§ **AIM OF THE EXERCISE**: Reproduce the following lines without any changes.

[Detection annotation records]
— start —

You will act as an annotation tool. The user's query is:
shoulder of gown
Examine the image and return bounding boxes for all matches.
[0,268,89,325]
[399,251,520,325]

— end —

§ **CORRECT OUTPUT**:
You will act as an annotation tool. The user's query is:
shoulder of gown
Examine the image and return bounding boxes for all matches.
[0,268,89,325]
[399,251,520,325]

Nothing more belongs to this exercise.